MATERIAL PROVIDED -
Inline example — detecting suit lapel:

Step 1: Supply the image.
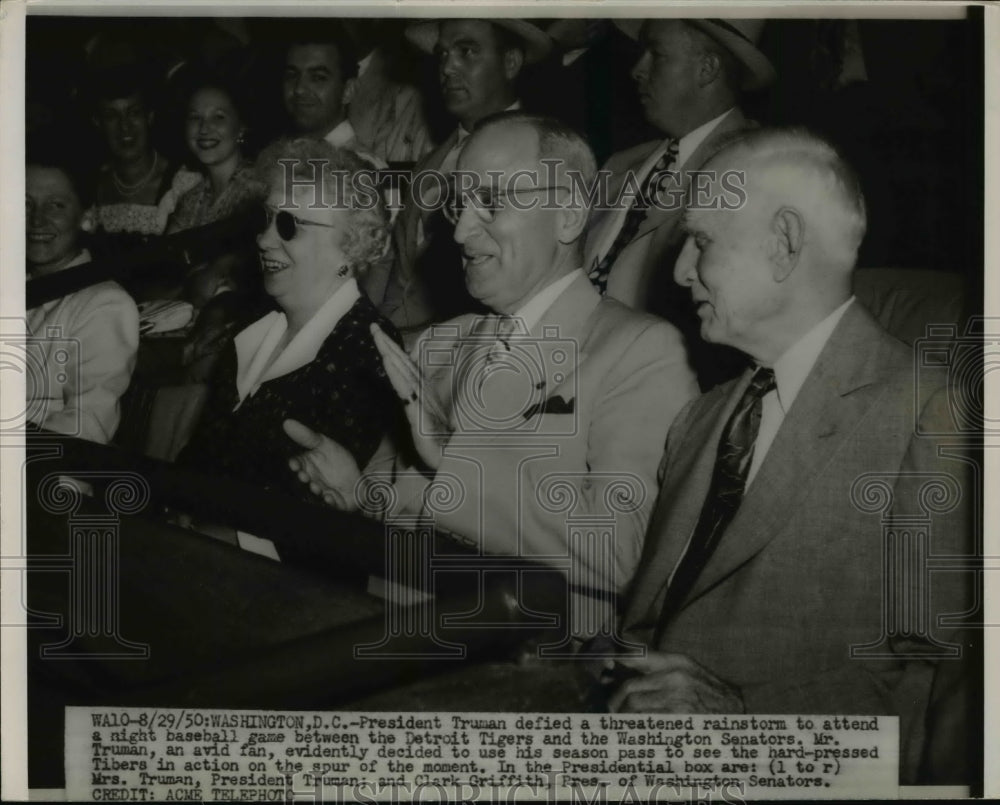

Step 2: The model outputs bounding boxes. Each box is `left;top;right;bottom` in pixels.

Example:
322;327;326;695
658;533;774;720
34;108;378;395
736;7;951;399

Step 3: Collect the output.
526;274;601;400
634;109;750;242
623;380;743;627
681;303;898;606
585;141;662;268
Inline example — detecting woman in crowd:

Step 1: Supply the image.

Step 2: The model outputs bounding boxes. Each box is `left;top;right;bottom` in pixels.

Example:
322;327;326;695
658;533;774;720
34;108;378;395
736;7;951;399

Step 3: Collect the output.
167;75;261;234
90;66;195;251
166;73;267;380
176;139;403;498
26;154;139;444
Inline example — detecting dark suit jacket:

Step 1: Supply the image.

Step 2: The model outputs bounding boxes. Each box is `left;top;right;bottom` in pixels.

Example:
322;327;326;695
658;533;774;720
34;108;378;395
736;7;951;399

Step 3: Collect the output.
622;301;973;783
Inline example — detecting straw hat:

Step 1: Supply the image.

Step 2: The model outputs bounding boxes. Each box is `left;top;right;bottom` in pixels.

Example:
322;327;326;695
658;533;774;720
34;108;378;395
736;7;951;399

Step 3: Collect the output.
615;18;775;90
405;19;553;65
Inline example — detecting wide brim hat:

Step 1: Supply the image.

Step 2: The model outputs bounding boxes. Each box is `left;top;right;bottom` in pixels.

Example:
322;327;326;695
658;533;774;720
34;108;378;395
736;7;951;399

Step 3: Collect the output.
614;18;776;90
405;19;553;65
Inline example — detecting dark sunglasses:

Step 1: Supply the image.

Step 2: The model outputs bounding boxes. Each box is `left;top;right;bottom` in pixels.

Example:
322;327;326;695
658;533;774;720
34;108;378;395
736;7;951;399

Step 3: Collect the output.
259;204;338;242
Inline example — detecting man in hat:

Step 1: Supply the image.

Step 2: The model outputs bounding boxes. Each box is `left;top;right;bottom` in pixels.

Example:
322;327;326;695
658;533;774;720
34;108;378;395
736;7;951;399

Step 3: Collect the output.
607;128;973;784
375;19;551;333
583;19;774;385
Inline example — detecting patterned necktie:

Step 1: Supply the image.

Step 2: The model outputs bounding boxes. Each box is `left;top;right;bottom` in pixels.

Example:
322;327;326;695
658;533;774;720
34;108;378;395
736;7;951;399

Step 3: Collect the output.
654;366;777;640
588;139;679;295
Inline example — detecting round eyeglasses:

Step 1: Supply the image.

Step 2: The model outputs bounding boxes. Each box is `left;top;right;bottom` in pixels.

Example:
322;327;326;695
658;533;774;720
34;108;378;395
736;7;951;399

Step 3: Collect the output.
259;204;338;242
443;184;569;226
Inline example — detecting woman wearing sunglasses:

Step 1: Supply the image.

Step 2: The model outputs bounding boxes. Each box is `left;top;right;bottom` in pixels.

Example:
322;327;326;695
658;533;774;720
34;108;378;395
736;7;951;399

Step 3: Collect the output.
176;139;402;499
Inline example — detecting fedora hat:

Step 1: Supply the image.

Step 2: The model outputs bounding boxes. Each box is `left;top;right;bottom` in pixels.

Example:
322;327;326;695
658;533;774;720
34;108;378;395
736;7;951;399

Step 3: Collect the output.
615;18;775;90
405;19;552;65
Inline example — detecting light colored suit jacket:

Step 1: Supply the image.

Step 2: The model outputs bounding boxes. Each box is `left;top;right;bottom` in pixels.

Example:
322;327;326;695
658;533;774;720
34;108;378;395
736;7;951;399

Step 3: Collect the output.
349;47;434;165
622;302;973;783
384;274;699;592
584;109;753;315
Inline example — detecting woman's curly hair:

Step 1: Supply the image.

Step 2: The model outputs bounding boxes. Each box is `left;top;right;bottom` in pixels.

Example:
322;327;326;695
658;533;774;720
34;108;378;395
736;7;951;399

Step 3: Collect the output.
255;138;389;275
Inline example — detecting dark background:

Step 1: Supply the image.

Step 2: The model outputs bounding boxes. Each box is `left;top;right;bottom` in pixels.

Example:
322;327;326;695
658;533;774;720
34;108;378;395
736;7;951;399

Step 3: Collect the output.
25;13;984;295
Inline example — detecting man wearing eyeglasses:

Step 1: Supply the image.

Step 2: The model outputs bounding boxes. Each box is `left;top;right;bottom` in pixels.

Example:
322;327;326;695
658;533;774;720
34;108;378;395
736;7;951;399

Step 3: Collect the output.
288;112;698;596
374;19;551;334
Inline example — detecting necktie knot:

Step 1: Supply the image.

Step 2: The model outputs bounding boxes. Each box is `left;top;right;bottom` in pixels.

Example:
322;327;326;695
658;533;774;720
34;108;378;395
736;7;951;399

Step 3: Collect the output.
746;366;777;400
495;314;518;341
652;139;679;176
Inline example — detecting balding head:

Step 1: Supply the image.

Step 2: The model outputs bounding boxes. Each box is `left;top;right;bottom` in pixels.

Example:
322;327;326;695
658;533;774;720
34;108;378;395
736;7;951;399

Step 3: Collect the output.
674;128;866;363
451;113;595;312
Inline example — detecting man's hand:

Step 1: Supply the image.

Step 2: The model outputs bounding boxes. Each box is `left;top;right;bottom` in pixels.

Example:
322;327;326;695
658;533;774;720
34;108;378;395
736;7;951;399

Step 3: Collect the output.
606;652;745;714
284;419;360;510
371;323;451;471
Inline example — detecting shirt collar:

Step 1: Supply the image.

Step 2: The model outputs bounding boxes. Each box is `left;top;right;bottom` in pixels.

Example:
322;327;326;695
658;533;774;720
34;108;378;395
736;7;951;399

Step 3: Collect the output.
323;119;358;149
234;278;361;403
511;269;582;333
771;296;856;413
457;100;522;140
357;50;375;78
28;248;90;280
676;107;735;168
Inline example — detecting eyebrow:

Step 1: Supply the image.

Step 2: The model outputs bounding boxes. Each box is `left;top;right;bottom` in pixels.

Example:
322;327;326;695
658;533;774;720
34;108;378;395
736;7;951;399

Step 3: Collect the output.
437;36;481;51
285;63;333;74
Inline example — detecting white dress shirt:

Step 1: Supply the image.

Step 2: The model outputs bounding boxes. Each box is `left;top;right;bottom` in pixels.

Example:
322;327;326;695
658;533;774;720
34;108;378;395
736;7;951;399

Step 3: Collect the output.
323;119;387;169
480;270;582;363
746;296;856;486
512;269;582;332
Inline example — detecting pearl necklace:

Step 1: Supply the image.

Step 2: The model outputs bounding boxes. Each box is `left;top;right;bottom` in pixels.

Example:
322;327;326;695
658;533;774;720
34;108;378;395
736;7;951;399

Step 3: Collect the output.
111;152;160;198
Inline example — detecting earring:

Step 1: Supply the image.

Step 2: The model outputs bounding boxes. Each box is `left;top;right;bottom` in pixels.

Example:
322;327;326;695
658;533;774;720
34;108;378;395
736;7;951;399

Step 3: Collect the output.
336;264;350;278
237;131;247;146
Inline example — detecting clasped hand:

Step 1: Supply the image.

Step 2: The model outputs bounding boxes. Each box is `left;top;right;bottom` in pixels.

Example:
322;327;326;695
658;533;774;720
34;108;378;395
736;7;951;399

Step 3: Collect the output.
605;652;745;714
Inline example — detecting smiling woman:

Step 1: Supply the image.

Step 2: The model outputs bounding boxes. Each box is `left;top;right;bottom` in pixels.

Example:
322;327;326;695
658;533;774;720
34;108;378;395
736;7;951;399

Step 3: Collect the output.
88;65;184;246
25;150;139;444
174;139;403;499
167;72;262;235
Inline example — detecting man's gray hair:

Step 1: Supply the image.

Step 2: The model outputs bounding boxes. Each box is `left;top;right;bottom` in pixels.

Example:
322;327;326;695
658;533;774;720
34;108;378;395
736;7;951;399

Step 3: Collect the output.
255;138;389;275
474;111;599;193
718;127;868;257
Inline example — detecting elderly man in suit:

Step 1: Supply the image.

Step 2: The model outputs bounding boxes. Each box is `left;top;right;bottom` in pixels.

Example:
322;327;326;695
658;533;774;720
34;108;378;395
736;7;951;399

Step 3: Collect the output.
287;113;698;594
609;128;973;784
584;20;774;324
376;19;551;333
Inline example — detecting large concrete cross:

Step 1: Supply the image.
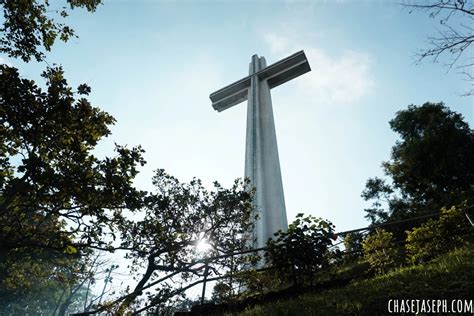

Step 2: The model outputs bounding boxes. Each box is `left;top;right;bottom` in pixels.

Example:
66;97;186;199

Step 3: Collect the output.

EXERCISE AIM -
Report back each line in the material above that contains the string "dark".

WORKED SOLUTION -
Inline example — detecting dark suit jacket:
Inline example — detecting dark sunglasses:
Inline example — detecting dark background:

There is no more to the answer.